# GIVEN TASK
Format the lines below as a JSON list of strings, one string per line, leaving out any blank lines.

# DATA
------------
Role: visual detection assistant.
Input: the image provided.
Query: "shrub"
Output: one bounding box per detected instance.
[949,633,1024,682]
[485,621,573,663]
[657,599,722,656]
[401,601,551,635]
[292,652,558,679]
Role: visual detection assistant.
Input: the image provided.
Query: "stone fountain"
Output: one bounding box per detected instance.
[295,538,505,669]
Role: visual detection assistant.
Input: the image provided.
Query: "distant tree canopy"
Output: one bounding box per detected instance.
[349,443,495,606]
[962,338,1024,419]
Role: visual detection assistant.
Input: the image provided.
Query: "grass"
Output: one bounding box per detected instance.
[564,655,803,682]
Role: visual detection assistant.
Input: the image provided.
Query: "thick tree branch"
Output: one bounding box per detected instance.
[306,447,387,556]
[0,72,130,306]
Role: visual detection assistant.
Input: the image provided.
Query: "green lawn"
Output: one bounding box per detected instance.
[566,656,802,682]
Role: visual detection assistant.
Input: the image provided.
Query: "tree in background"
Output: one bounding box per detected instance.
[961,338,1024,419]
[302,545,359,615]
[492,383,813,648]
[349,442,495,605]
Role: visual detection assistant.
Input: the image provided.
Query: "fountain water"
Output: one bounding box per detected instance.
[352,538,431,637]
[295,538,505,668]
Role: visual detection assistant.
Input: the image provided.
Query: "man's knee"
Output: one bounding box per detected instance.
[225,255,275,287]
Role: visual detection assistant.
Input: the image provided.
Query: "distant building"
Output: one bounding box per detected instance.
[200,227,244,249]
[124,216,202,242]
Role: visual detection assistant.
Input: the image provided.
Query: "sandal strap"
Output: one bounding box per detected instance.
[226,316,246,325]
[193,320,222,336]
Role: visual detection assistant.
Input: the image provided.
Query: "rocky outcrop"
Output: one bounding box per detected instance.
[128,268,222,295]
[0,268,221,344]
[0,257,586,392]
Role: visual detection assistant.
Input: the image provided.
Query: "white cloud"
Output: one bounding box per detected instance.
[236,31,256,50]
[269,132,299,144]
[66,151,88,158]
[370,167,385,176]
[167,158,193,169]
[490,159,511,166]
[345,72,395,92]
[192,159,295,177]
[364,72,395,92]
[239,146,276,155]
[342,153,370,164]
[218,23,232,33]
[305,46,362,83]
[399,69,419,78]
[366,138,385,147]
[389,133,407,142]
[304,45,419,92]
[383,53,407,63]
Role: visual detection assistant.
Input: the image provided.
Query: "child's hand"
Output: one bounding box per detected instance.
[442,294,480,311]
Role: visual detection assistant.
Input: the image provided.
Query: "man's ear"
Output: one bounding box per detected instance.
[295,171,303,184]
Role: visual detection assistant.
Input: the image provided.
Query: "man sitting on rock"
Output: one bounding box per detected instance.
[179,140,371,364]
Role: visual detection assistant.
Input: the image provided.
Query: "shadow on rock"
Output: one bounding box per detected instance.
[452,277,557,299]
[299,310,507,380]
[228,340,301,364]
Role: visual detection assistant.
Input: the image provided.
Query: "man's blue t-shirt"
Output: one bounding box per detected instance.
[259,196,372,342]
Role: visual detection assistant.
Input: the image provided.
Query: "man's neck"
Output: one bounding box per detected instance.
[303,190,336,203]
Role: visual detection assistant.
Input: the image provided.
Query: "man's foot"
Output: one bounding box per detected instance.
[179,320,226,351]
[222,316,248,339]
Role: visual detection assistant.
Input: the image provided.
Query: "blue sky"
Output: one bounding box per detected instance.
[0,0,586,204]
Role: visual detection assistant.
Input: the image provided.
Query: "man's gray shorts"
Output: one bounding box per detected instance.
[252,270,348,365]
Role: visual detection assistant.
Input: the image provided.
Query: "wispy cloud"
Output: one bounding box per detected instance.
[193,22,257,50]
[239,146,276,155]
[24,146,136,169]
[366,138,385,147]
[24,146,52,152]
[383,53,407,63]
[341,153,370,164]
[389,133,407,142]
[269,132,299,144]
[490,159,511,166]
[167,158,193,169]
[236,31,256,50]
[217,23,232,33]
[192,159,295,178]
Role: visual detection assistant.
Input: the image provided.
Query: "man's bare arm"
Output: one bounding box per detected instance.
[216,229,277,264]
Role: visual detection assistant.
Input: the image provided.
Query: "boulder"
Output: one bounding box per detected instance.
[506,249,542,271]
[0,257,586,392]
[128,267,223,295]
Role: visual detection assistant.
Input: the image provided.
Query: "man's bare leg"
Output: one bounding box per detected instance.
------------
# WORKED SOLUTION
[
  "Role: visual detection assistant.",
  "Input: the image provided.",
  "Query: \"shrub\"",
  "Output: one bounding box per detected instance.",
  "[949,633,1024,682]",
  "[485,621,573,663]",
  "[657,599,722,656]",
  "[401,601,551,635]",
  "[292,652,558,679]",
  "Role: visual detection assistant.",
  "Input: the image provided.",
  "Query: \"stone fountain\"",
  "Output: one bounding box per detected instance.",
  "[295,538,505,669]",
  "Role: visual detection assistant.",
  "Input: the image provided.",
  "Query: \"distant tree canopy\"",
  "Output: one bounding box per detected instance.",
  "[349,443,495,606]",
  "[962,338,1024,419]",
  "Role: visual detection assistant.",
  "Input: the image provided.",
  "Query: \"grass\"",
  "Output: one bounding box per detected instance.",
  "[564,655,803,682]",
  "Role: visual detection assistant.",
  "Input: the image provided.",
  "Query: \"thick tree branch\"",
  "Output: one bounding box per detected instance.",
  "[306,447,387,556]",
  "[0,72,130,306]",
  "Role: visual detection assistant.",
  "Input: the image provided.",
  "Query: \"green lawn\"",
  "Output: one bounding box per detected instance.",
  "[566,656,802,682]",
  "Role: visual detection assistant.",
  "Input: the image provided.",
  "Query: \"tree in background\"",
  "Output: one bounding box per detected instance.",
  "[961,338,1024,419]",
  "[302,545,359,615]",
  "[492,383,813,648]",
  "[349,442,495,605]",
  "Role: visual detection assistant.",
  "Input: the image provided.",
  "Query: \"fountain water\"",
  "Output: one bounding box per detected instance.",
  "[352,538,431,637]",
  "[295,538,505,668]",
  "Role: visual detection assistant.",
  "Input: the image provided.",
  "Query: \"man's knee\"",
  "Output: one bounding box per detected instance.",
  "[225,255,275,287]",
  "Role: visual detection assistant.",
  "Input: the image provided.",
  "Query: \"distant building\"",
  "Output: one bounding box per detected instance.",
  "[200,227,244,249]",
  "[124,216,202,242]",
  "Role: visual detection assistant.",
  "Input: the image provided.",
  "Query: \"sandal strap\"",
  "Output: one bounding box per detected instance.",
  "[226,316,246,325]",
  "[193,320,222,336]",
  "Role: visual detection assistant.",
  "Input: the image provided.",
  "Query: \"rocky outcrop\"",
  "Output: one bounding box per detected instance.",
  "[128,268,222,295]",
  "[0,268,221,344]",
  "[0,257,586,392]",
  "Role: visual detection assistant.",
  "Input: the image provided.",
  "Query: \"white cloud\"",
  "Output: one bounding box per detected instance.",
  "[236,31,256,50]",
  "[269,132,299,144]",
  "[66,151,88,158]",
  "[370,167,385,176]",
  "[167,158,193,169]",
  "[490,159,511,166]",
  "[345,72,395,92]",
  "[192,159,295,177]",
  "[364,72,395,92]",
  "[239,146,276,155]",
  "[342,153,370,164]",
  "[218,23,232,33]",
  "[305,46,362,83]",
  "[399,69,419,78]",
  "[366,138,385,147]",
  "[389,133,407,142]",
  "[304,45,419,92]",
  "[383,53,407,63]",
  "Role: visual detection assistant.",
  "Input: the image provided.",
  "Query: \"child's hand\"",
  "Output: one bounding box per detected instance.",
  "[442,294,480,311]",
  "Role: visual detection assistant.",
  "Input: the image provided.",
  "Query: \"man's ear\"",
  "Output: one bounding box per detected instance.",
  "[295,171,303,184]",
  "Role: visual detection assistant.",
  "Input: the image provided.",
  "Query: \"man sitting on rock\"",
  "Output: one bounding box per detected instance.",
  "[179,140,371,364]",
  "Role: visual detection assistant.",
  "Input: the image provided.",
  "Query: \"shadow on rock\"",
  "Output: one bounding box per detected instance.",
  "[452,277,557,299]",
  "[299,310,507,380]",
  "[228,340,301,364]",
  "Role: visual detection assistant.",
  "Input: the image provided.",
  "Query: \"man's blue t-shirt\"",
  "Output: one bounding box per detected instance.",
  "[259,196,372,342]",
  "Role: visual detection assistant.",
  "Input: the image provided.",
  "Query: \"man's neck\"",
  "Output: one bounding box per detected instance.",
  "[303,190,336,203]",
  "Role: visual detection assistant.",
  "Input: the image provided.",
  "Query: \"man's foot\"",
  "Output: one bounding box per detected instance.",
  "[179,320,226,351]",
  "[222,316,248,339]",
  "Role: visual detection assistant.",
  "Input: the image provided.",
  "Query: \"blue sky\"",
  "Output: one bounding box per detected instance.",
  "[0,0,586,204]",
  "Role: visual detection assistant.",
  "Input: the image provided.",
  "Query: \"man's gray shorts\"",
  "Output: one bounding box per detected instance.",
  "[252,270,348,365]",
  "Role: visual detection assistant.",
  "Input: the image provided.",
  "Query: \"wispy cloud\"",
  "Output: one bounding box per detected instance.",
  "[193,22,257,50]",
  "[239,146,276,155]",
  "[24,146,136,169]",
  "[366,138,385,147]",
  "[24,146,52,152]",
  "[383,53,407,63]",
  "[341,153,370,164]",
  "[389,133,407,142]",
  "[269,132,299,144]",
  "[490,159,511,166]",
  "[167,158,193,169]",
  "[236,31,256,50]",
  "[217,23,232,33]",
  "[192,159,295,178]",
  "Role: visual detection assistant.",
  "Input: the image provided.",
  "Query: \"man's bare arm\"",
  "Output: one bounding box per detected instance.",
  "[216,229,277,264]",
  "Role: visual detection assistant.",
  "Input: the image provided.",
  "Query: \"boulder\"",
  "Output: one bounding box per detected instance.",
  "[506,249,542,271]",
  "[0,257,586,392]",
  "[128,267,223,295]",
  "Role: visual detection assistant.",
  "Input: the image provided.",
  "Query: \"man's bare leg\"",
  "Output: one bounding box per detected instance."
]